(Beginning of EXTRACT)
Comcast Analyst Suggests Spinoff of NBCU and Sky

Getty Images
Comcast chairman and CEO Brian Roberts

Bernstein's Peter Supino upgrades the stock to "outperform" and raises his price target to $52, the highest on Wall Street for the company, saying the stock is "demonstrably under-valued."

Bernstein analyst Peter Supino in a Wednesday report upgraded his rating on Comcast’s stock to "outperform" and raised his price target by $4 to $52, the highest target of any analyst for the company.

"Our view is that Comcast's stock is demonstrably under-valued and that the pendulum of investor confidence now under-appreciates Comcast's strategic intelligence and commitment to long-term value creation," Supino wrote. "Cable is a strong foundation for this investment thesis."

The analyst also highlighted though that investors don't give Comcast full credit for the value of NBCUniversal and Sky. "A bullish view of cable's and [theme] parks' contributions to equity value assigns a value of zero to NBCU ex-parks and Sky," he argued, adding that "several strategic investments appear poised to fuel future growth." He see "a path to more than $4 of adjusted earnings per share and a $60-plus stock in three years.

"However, for Comcast to be a great stock, not just a good stock, we believe the company must re-think the strategy and structure of its NBCU and Sky segments," Supino also said. "Comcast's current strategy in media (NBCU and Sky) is one of incrementalism, and that now is a time for boldness. The bold move we support is a spin-out of NBCU/Sky."

Supino suggested Comcast consider a spin-out of NBCU and Sky despite acknowledging that "we recognize that NBCU/Sky competes with technology companies with greater financial resources." He mentioned cable pure-play Charter as a stock that has been outperforming Comcast.

Supino argued that spinning out NBCU and Sky together could "create a stand-alone entertainment leader that is optimized to boldly accelerate investment in programming, technology, and strategic M&A while freeing cable to invest in capacity, products, subscribers, share repurchases and dividends."
(End of EXTRACT)
(Beginning of DATA EXCERPTS)
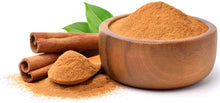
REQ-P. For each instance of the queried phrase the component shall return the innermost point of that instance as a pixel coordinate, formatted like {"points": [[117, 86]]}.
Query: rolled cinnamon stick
{"points": [[35, 74], [36, 67], [59, 42]]}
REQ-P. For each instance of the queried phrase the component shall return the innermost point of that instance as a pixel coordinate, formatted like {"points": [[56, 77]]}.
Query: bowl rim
{"points": [[104, 28]]}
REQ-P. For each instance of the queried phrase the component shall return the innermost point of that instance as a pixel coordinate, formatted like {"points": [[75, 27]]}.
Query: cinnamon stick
{"points": [[59, 42], [36, 67]]}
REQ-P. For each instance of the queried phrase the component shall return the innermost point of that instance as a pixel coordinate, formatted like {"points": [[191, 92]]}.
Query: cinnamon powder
{"points": [[158, 21], [96, 86], [72, 68]]}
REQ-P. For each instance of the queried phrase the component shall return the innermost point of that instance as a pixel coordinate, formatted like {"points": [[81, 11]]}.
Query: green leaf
{"points": [[95, 16], [78, 27]]}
(End of DATA EXCERPTS)
● EXERCISE REQUIREMENTS:
a. In the Comcast article, what price target did Supino set for the company's stock?
b. Continue the Comcast article from the point where it stops.

● ANSWERS TO THE PROBLEMS:
a. $52, an increase of $4 and the highest of any analyst for the company.

b.
Comcast management, led by chairman and CEO Brian Roberts, has long said that scale is key in today's media landscape and owning distribution, content and technology businesses gives it insight into the various parts of the sector that allows it to spot trends and go after innovation opportunities. It has also looked to turbo-charge areas of growth, such as accelerating Sky's push into original content with increased investment, and reacted to business and consumer changes, such as testing premium VOD film releases amid the novel coronavirus pandemic. 

The company has also focused on leveraging assets and expertise across its business units, such as when it used Sky executives and technology to help with the launch of streaming service Peacock. And it has said that Sky makes Comcast more global with nearly 56 million customer relationships in, among others, the U.S., U.K, Germany and Italy, four of the top 10 markets worldwide that account for about 15 percent of the world’s broadband and video subscribers and about 50 percent of the world's video and broadband revenue.

Roberts and his team have also highlighted that Comcast has grown adjusted earnings per share in double-digit percentage ranges in 10 of the last 11 years.

On the first-quarter earnings conference call, he credited his father with instilling in him and Comcast a commitment to scale and financial strength: "Ralph's views are deep in my DNA and throughout all of Comcast, and that means having a very healthy balance sheet, a strong portfolio of complementary best-in-class assets ... and a belief that scale really matters – particularly in difficult times," he said. "Pulling all of this together requires an entrepreneurial, global leadership team able to pivot at a moment's notice."